# [Source document]
============================================================

Large companies are trying to grow inorganically through acquisitions as they realise that competition is stiff and they need to reinforce their strength by mergers and acquire other feasible businesses in order to grow faster.
Compared with 2008, the M&A climate for all medical device segments fell in Q2 2009 due to the tight credit and the recessionary economic environment. This was a major reason why none of the survey respondents was expecting a significant increase compared with Q2 2009, where executives had anticipated 7% of significant increase in consolidation.
'Lack of credit facilities' and 'attractive valuation / opportunistic takeovers' are the two main reasons for increased levels of consolidation in these companies.
Due to unavailability of credit, smaller companies are finding it increasingly difficult to continue with their business operations.
"Because of changes in market dynamics and erosion in bottom-line profits, big companies will be on the lookout for new technologies from start-up companies," said an Asia Pacific operator. "Small companies would like the support of big companies for their expansion plans, sustain growth and increase market penetration."
Large cash-rich players could inevitably target struggling smaller companies because those firms, with high-quality equipment, are seeing fewer opportunities, whereas larger companies are seeking their intellectual knowledge.
Supplying the change
Overall, executives from medical equipment supplier companies expect to see increased levels of consolidation with almost half (49%) of respondents predicting an increase in M&A activity over the next 12 months.
An interesting aspect is that the result matches with Q2 2009, where 48% of industry executives had anticipated either a significant increase or an increase in consolidation over the year. Reasons cited are similar to those of the buyers. Attractive valuation / opportunistic takeover was the most important reason for M&A activities, because many good firms are available at a bargain price. 'Survival / increase financial strength' and 'increasing market share' were other important drivers.
An interesting trend is observed among suppliers where a fifth (20%) of respondents was unsure about the direction in which M&As would move in the industry, despite that only 11% of respondents expected M&As to fall over the next 12 months.

============================================================

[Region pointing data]
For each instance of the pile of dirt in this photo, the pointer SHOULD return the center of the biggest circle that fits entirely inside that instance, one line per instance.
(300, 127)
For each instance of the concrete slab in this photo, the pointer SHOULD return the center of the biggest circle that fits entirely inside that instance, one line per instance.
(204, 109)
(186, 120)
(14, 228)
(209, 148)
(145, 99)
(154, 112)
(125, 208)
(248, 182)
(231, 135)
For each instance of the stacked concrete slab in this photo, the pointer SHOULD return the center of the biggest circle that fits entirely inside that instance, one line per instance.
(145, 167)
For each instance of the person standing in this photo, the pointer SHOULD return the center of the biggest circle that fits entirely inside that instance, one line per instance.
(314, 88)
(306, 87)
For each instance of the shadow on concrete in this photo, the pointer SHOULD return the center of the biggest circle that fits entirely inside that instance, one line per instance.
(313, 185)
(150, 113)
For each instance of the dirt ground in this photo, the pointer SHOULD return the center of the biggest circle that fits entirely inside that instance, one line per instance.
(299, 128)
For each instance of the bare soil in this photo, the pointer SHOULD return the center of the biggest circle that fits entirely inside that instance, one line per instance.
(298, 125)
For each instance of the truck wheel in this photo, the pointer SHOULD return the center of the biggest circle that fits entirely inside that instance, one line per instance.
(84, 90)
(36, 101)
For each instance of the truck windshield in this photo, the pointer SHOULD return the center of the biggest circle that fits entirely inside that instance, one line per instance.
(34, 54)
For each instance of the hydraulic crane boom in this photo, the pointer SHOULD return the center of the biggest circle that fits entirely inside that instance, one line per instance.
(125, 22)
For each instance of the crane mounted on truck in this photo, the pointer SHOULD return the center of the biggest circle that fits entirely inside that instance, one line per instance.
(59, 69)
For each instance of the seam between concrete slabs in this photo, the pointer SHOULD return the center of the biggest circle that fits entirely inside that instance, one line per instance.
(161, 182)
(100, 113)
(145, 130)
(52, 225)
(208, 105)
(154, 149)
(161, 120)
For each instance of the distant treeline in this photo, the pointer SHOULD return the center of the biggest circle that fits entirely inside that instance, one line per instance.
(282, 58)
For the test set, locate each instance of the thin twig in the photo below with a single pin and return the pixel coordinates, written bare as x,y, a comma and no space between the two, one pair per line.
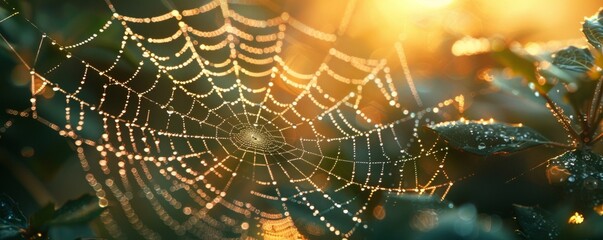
597,138
567,125
561,145
594,106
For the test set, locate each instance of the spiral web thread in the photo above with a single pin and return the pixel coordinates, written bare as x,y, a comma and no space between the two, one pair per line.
209,130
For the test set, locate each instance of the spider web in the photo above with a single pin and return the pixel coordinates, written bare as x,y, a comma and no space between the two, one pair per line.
208,123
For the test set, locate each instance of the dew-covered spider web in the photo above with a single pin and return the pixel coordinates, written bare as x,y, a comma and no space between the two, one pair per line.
232,119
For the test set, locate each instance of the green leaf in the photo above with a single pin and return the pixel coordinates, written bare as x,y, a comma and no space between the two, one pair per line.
486,138
574,59
522,65
593,30
38,221
583,180
10,214
8,231
81,210
535,223
514,85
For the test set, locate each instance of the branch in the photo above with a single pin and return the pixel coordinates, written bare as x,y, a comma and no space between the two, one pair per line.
559,115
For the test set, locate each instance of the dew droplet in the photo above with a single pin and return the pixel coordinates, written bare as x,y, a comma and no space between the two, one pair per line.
571,179
481,146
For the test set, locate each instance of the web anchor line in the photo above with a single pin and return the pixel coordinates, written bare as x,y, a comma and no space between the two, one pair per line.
214,130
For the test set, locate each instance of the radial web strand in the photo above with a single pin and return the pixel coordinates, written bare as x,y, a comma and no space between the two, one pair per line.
202,120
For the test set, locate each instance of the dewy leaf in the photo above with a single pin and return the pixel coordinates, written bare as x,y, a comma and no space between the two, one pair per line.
583,177
574,59
39,219
535,223
10,214
8,232
593,30
81,210
488,137
12,219
521,65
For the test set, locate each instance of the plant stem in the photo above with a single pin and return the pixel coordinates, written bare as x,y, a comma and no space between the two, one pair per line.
597,138
561,145
559,115
593,117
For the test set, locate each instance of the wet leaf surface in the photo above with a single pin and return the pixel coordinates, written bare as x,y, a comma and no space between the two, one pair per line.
81,210
12,219
582,176
536,223
593,30
486,138
574,59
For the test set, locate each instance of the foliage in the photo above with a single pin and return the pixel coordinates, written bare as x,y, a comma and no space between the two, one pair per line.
14,225
578,171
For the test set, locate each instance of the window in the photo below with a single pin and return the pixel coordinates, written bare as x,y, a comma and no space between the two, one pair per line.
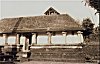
72,39
58,39
42,39
11,40
22,40
2,40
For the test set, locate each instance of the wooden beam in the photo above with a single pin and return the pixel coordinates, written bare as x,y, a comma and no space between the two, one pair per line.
5,38
80,36
18,39
64,34
49,37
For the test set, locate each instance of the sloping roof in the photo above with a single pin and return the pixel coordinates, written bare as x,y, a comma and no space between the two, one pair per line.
44,23
51,10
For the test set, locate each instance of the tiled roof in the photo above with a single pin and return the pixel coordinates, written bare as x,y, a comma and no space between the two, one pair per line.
44,23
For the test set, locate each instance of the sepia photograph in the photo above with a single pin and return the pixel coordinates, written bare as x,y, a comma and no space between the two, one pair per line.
49,31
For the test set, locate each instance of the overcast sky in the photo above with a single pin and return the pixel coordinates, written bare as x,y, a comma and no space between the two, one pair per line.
75,8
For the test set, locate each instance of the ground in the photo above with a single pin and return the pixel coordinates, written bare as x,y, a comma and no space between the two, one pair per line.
51,62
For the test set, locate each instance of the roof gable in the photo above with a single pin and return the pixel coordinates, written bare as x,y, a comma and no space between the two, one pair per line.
51,11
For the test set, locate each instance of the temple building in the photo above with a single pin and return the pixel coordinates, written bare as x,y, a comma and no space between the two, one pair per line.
52,28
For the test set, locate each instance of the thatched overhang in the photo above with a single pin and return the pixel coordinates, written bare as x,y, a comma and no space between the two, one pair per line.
43,23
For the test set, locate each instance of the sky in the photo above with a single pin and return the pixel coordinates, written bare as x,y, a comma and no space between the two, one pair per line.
75,8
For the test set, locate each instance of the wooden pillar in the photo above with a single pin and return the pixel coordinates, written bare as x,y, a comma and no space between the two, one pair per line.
17,39
5,38
64,34
34,38
49,37
80,36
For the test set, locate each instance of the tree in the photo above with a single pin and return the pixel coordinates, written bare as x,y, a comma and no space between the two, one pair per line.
88,25
94,4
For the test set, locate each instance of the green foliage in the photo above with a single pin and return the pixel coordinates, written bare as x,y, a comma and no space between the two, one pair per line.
88,25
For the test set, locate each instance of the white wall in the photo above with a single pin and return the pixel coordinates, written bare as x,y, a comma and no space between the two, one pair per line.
11,40
72,39
42,39
58,39
2,40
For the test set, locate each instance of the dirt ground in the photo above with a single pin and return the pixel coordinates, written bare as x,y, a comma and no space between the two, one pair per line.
50,62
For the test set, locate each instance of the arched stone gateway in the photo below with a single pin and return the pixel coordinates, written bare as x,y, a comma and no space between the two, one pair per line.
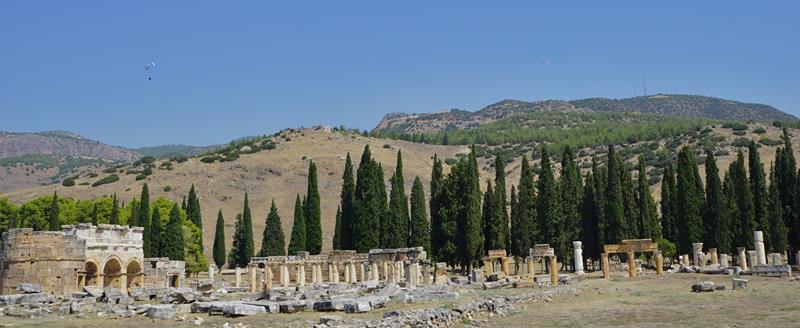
135,274
113,275
92,277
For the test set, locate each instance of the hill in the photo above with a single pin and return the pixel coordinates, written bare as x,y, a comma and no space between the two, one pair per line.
669,105
276,166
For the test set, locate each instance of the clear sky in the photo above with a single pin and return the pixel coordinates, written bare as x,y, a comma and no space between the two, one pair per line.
227,69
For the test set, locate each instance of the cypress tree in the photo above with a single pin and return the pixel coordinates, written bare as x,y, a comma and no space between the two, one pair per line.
778,232
347,205
193,212
396,231
668,229
571,189
590,220
297,242
470,232
219,241
368,204
313,213
688,217
114,216
237,248
716,222
54,223
156,240
549,209
172,243
758,186
525,227
248,246
420,231
501,216
94,215
615,204
741,204
648,218
337,232
272,240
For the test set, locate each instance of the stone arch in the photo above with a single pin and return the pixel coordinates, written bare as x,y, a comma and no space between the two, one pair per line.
93,276
134,274
113,276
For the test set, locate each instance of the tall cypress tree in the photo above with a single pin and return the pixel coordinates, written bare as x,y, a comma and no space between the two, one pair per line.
396,231
615,204
690,200
297,241
571,189
337,232
172,243
156,239
368,204
420,231
668,229
247,248
648,217
272,240
94,215
525,228
54,223
778,232
549,209
219,241
114,216
469,217
741,204
716,222
313,214
347,205
758,186
193,212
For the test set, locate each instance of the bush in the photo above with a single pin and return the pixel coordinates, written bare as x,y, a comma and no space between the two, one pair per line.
106,180
770,142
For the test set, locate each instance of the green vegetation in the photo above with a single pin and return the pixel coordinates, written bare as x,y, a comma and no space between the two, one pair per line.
106,180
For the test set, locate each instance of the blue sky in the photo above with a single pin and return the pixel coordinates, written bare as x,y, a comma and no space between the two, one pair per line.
231,69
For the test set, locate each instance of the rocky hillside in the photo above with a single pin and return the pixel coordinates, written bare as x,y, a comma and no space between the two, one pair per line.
673,105
60,143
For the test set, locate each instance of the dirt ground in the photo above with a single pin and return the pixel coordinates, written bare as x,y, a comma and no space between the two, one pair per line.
665,301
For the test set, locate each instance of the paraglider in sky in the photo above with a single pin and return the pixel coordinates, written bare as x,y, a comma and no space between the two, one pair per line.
149,67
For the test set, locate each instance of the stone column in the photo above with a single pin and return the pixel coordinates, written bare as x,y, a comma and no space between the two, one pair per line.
723,260
753,258
761,256
712,253
604,265
253,278
631,265
697,254
578,256
742,258
301,275
238,279
659,262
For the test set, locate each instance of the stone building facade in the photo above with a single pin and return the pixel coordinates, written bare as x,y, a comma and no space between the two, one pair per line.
63,262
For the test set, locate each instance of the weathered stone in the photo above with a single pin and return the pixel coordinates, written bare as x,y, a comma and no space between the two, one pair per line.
27,288
163,311
705,286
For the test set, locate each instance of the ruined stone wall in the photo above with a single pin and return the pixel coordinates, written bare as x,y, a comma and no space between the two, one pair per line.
48,258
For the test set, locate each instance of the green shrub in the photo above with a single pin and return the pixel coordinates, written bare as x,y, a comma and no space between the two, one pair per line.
106,180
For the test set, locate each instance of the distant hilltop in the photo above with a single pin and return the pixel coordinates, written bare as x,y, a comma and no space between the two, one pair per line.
664,104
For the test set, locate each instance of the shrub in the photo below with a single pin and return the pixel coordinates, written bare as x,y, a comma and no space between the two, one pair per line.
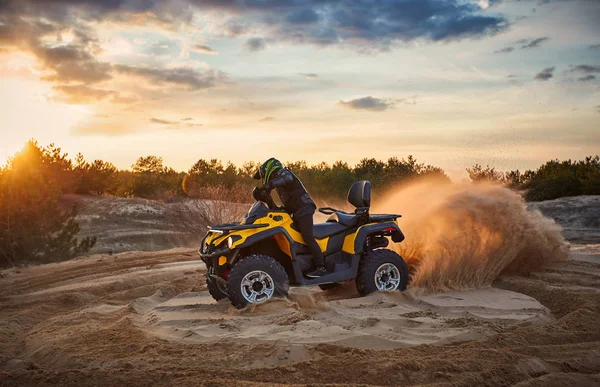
34,225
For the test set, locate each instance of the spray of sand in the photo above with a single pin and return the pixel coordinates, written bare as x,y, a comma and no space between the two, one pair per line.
465,235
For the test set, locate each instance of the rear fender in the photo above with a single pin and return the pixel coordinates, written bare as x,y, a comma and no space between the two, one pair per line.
354,243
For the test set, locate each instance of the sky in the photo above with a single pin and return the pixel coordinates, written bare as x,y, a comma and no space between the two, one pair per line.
509,83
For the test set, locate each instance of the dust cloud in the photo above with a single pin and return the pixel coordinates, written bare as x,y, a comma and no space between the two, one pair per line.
465,235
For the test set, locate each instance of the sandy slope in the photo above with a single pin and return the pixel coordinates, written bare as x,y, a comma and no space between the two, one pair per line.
145,319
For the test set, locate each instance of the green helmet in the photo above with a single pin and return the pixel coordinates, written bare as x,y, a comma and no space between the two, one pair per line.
267,168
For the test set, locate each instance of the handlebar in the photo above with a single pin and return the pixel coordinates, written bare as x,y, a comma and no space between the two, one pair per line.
329,211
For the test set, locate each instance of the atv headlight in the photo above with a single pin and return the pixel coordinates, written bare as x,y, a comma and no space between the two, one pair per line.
232,239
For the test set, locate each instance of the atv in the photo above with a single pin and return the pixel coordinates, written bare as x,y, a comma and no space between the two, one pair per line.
259,258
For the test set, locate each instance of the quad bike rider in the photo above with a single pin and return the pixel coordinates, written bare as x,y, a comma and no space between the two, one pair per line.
254,260
296,201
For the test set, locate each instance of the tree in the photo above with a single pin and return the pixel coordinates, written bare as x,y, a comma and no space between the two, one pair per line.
479,174
149,177
34,225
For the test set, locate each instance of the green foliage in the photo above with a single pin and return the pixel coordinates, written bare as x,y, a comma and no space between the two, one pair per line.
557,179
479,174
97,178
34,224
151,179
552,180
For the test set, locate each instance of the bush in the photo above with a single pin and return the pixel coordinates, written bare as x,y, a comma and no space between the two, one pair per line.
34,225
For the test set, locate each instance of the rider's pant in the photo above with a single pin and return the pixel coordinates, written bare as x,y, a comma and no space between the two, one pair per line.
305,224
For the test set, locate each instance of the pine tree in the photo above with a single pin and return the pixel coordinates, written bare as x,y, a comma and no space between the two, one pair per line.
34,226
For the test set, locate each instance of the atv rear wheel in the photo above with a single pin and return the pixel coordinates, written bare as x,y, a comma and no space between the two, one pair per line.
381,270
256,279
213,287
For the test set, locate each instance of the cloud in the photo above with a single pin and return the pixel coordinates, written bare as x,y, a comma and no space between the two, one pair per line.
585,69
359,23
162,122
81,94
256,44
587,78
524,44
204,49
182,76
545,74
504,50
534,43
309,75
368,103
303,16
183,123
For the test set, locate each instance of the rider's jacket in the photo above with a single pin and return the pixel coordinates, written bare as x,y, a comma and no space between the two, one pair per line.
291,191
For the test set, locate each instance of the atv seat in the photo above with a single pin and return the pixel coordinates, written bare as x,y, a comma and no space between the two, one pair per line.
348,220
323,230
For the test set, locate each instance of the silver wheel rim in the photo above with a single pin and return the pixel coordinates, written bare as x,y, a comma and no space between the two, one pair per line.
257,287
387,277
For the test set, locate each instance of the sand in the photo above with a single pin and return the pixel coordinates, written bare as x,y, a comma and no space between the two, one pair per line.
146,319
493,301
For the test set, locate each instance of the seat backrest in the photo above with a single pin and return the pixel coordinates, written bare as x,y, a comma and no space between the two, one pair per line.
359,194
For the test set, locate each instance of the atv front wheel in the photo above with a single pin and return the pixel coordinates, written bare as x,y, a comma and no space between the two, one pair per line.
256,279
381,270
213,287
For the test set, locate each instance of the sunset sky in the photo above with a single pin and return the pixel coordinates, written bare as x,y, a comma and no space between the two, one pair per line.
502,82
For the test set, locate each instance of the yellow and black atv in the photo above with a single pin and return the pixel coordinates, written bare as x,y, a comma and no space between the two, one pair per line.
257,259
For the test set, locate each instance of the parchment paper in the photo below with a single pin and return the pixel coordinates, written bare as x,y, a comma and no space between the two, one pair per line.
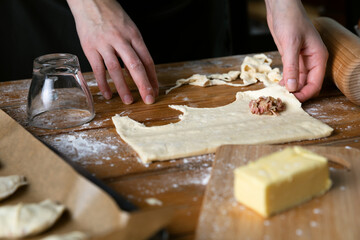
89,208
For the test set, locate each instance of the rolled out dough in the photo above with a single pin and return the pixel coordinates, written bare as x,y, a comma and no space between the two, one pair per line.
202,130
253,69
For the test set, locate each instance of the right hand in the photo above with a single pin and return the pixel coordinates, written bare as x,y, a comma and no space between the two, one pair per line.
106,32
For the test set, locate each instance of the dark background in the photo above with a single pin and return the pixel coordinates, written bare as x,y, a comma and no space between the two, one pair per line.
196,29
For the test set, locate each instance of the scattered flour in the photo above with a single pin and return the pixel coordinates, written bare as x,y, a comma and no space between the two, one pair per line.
153,202
80,147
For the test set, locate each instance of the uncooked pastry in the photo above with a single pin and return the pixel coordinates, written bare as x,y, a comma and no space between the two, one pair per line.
68,236
23,220
253,69
9,184
202,130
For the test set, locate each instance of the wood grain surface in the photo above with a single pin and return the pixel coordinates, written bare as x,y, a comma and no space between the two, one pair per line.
331,216
177,183
344,56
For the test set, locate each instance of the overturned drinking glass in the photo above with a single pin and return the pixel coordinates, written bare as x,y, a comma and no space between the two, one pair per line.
58,96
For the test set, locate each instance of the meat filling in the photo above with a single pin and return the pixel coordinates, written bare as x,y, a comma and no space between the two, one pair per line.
266,105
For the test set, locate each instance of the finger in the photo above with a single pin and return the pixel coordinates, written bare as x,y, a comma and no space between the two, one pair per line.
138,73
97,65
146,59
115,71
303,72
291,65
313,85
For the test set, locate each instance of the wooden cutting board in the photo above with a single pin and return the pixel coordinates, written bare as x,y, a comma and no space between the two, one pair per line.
334,215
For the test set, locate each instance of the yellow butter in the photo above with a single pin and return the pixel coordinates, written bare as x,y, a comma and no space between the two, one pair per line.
281,180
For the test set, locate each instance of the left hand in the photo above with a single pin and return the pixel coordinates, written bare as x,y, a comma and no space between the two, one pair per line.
303,53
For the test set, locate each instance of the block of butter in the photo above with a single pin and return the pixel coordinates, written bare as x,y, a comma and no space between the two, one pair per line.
281,180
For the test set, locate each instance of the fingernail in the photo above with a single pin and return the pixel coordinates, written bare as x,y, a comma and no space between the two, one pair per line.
149,99
107,95
128,99
291,85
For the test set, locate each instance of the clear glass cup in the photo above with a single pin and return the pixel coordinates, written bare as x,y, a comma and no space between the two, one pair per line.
58,96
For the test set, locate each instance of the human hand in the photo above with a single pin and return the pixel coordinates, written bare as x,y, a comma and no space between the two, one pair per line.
106,32
303,53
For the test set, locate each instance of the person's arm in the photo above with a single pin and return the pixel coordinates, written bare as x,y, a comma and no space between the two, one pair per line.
106,32
303,53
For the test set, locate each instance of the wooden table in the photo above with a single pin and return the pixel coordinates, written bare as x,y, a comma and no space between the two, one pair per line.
179,183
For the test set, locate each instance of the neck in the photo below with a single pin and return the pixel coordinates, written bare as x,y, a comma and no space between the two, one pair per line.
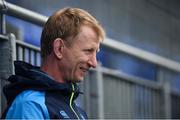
51,67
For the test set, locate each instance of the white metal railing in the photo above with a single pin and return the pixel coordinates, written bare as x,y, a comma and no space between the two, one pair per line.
103,77
39,19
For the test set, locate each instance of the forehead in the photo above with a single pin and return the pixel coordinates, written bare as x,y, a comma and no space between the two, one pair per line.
87,34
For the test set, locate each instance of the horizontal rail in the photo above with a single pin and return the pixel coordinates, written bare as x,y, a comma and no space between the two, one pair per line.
142,54
28,45
23,13
132,79
39,19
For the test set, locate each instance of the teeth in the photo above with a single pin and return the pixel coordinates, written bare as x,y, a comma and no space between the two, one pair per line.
84,69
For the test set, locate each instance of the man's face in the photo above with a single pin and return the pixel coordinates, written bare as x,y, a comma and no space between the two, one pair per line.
80,56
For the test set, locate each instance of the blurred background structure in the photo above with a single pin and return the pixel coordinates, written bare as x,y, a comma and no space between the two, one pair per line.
139,71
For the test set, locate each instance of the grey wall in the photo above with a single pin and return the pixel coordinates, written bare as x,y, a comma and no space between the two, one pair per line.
153,25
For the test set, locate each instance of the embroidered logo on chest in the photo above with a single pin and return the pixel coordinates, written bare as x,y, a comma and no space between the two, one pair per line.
63,113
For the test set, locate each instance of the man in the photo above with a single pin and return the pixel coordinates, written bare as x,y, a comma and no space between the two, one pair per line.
69,42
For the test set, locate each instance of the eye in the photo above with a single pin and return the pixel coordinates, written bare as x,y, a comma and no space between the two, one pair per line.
88,50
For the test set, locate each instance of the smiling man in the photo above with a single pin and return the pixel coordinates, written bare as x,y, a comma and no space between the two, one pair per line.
69,43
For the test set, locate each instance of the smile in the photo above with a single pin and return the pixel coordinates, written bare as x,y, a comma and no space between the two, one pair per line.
84,69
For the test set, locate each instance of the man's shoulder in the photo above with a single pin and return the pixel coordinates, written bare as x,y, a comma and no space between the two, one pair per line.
30,96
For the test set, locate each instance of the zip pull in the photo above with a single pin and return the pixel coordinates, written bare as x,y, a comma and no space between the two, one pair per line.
71,101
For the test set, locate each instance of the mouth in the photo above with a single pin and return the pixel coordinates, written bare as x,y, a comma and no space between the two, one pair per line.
84,69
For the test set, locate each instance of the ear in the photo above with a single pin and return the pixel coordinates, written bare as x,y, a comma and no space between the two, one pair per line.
58,47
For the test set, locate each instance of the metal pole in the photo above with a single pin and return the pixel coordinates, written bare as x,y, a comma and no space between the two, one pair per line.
3,9
100,91
24,14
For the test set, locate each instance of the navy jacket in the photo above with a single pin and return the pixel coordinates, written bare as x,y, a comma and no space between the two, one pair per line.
32,94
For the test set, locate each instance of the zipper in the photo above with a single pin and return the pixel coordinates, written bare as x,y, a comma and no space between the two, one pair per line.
71,100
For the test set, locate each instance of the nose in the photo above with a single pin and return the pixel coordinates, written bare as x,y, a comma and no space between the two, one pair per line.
93,61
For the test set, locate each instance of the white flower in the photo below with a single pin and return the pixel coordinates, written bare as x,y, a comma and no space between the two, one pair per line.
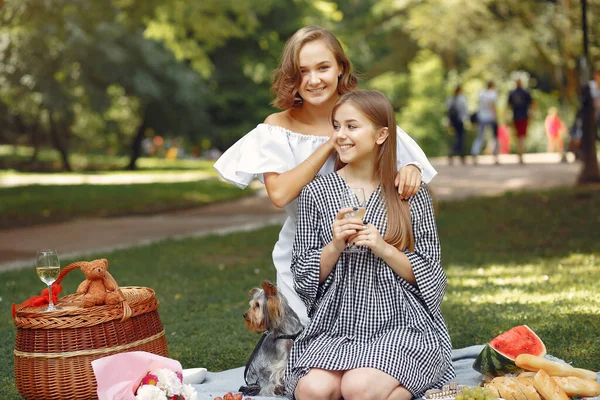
168,381
189,393
150,392
168,385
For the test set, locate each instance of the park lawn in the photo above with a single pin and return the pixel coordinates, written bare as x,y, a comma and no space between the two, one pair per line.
49,160
516,259
38,204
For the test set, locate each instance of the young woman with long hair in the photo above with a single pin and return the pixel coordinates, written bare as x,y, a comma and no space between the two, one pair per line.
376,330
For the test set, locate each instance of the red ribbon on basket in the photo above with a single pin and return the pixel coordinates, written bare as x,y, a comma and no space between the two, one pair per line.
42,299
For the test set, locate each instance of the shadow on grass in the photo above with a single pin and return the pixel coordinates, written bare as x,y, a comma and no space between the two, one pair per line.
520,227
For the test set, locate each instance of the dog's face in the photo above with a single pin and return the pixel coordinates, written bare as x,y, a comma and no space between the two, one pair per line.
264,311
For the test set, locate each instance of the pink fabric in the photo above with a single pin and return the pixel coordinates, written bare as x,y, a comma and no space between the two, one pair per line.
119,375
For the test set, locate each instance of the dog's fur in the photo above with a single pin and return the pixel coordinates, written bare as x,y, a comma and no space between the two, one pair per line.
269,312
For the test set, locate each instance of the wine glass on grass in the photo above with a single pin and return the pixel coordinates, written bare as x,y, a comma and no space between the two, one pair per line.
355,198
48,268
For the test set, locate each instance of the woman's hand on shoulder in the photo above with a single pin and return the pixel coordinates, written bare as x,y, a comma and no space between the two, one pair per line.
369,236
277,119
408,181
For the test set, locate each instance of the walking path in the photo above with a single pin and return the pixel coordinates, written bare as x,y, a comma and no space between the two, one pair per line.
99,235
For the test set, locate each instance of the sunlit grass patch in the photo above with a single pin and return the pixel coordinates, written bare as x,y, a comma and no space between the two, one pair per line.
494,282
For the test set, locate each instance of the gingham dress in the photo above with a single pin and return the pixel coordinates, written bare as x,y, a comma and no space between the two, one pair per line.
364,315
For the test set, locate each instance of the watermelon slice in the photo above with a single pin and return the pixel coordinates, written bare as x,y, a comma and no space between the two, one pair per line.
498,356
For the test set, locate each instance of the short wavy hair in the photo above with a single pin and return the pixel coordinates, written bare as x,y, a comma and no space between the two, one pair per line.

============================================================

# [Apply what you read]
[1] Transcribe the portion of the passage on medical device mergers and acquisitions that begins with the words containing "Large cash-rich players" and ends with "activity over the next 12 months.".
[2] Answer these questions from the passage on medical device mergers and acquisitions.
(a) What percentage of medical equipment supplier respondents predicted an increase in M&A activity over the next 12 months?
(b) What share of supplier respondents was unsure about the direction M&As would move in the industry?
(c) What are the two main reasons given for increased levels of consolidation in these companies?
[3] Resume the passage on medical device mergers and acquisitions, continuing from its last sentence.

# [Exercise answers]
[1]
Large cash-rich players could inevitably target struggling smaller companies because those firms, with high-quality equipment, are seeing fewer opportunities, whereas larger companies are seeking their intellectual knowledge.
Supplying the change
Overall, executives from medical equipment supplier companies expect to see increased levels of consolidation with almost half (49%) of respondents predicting an increase in M&A activity over the next 12 months.

[2]
(a) 49%
(b) A fifth (20%)
(c) 'Lack of credit facilities' and 'attractive valuation / opportunistic takeovers'

[3]
There are few projects undertaken by smaller companies, which could not be completed due to capital constraints, hence large businesses could acquire these at cheaper valuations and complete the stalled projects to attract a wider group of clients. According to one CEO of a supplier operating in Asia Pacific, "larger business houses will buy out smaller ones to reduce completion and increase market share, smaller ones will sell off due to financial pressure and reduced product developments and competition".
Among those forecasting decreased levels of M&As, respondents felt that in times of recession, a 'lack of credit availability' along with 'market uncertainty' could be a major factor deterring the companies from acquisitions.
"Smaller companies will need to expand through R&D of innovative products, thus extra capital is needed and M&As provide a faster way to achieve target," said one CEO.
Overall, despite mixed sentiments, the opinions of industry experts indicate a possible increase in M&A activities over the next year.
M&As are changing the competitive landscape in the medical devices industry where consolidation of merged organisations is swayed by different influences and stakeholders have many strategic issues to consider. Well-established medical device companies are constantly looking at acquiring comparatively smaller firms in order to support their R&D efforts and to expand their product portfolios.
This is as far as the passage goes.